• [SHORT PROBLEM]
Reproduce all of the lines below word for word.

Entries taken from a collection:
---*---

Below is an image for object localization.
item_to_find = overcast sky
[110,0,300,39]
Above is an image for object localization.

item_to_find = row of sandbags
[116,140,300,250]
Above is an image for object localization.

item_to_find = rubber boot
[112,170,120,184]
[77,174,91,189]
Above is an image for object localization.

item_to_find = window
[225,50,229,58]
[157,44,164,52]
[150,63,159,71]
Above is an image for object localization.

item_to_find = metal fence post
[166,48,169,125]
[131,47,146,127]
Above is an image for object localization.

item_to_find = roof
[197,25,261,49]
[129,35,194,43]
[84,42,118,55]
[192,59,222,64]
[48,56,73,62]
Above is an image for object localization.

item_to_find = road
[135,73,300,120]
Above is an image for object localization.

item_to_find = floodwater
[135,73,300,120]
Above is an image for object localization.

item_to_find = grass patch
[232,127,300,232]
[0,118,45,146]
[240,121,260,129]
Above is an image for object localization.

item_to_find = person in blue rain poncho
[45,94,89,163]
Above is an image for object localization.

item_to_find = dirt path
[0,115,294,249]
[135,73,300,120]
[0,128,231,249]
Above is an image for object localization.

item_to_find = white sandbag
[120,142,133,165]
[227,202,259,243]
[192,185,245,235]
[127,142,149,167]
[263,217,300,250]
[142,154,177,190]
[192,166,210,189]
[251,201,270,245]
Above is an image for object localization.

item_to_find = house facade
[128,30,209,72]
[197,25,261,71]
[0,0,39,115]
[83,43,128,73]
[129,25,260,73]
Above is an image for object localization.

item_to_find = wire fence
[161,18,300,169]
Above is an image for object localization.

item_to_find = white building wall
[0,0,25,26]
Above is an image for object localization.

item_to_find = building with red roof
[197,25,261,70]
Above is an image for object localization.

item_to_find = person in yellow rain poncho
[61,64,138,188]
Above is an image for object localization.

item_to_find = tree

---*---

• [SOLUTION FOR THIS PROBLEM]
Below is an image for object localization.
item_to_find = overcast sky
[110,0,300,39]
Above is an image for object localization.

item_to_find = row of sandbags
[116,140,300,250]
Above is an image for object localization.

item_to_find = rubber boot
[112,170,120,184]
[77,174,91,189]
Above is an image for object localization.

item_to_find = window
[225,50,229,58]
[157,44,164,52]
[150,63,159,71]
Above is an image for object localization.

item_to_find = metal fence post
[166,48,169,125]
[131,47,146,127]
Above is an image for object localization.

item_to_find = roof
[197,25,261,49]
[129,35,194,43]
[84,42,118,55]
[192,59,222,64]
[48,56,73,62]
Above is an image for object localization.

item_to_find = road
[135,73,300,120]
Above is an image for object localization.

item_to_find = floodwater
[135,73,300,120]
Above is an image for object localization.

item_to_find = grass patch
[232,127,300,232]
[0,118,45,146]
[240,121,260,129]
Above is an image for object localization.

item_to_find = person in blue rain poncho
[45,94,89,163]
Above is an image for object localization.

item_to_find = dirt path
[0,115,294,249]
[135,73,300,120]
[0,128,231,249]
Above is an image for object localization.

item_to_find = white sandbag
[120,142,133,165]
[227,202,259,243]
[192,185,245,235]
[127,142,149,167]
[263,217,300,250]
[142,154,177,190]
[192,166,210,189]
[251,201,270,245]
Above is an image for object localization.

item_to_find = house facade
[128,30,209,72]
[197,25,261,71]
[0,0,39,115]
[83,43,128,73]
[129,25,260,73]
Above is an image for object localization.

item_to_find = wire fence
[161,18,300,169]
Above is an image for object localization.

item_to_find = white building wall
[0,0,25,26]
Above is an image for object localization.

item_to_find = building with red roof
[197,25,261,70]
Above is an image for object localization.

item_to_find = person in yellow rain poncho
[61,64,138,188]
Above is an image for object localization.

item_to_find = tree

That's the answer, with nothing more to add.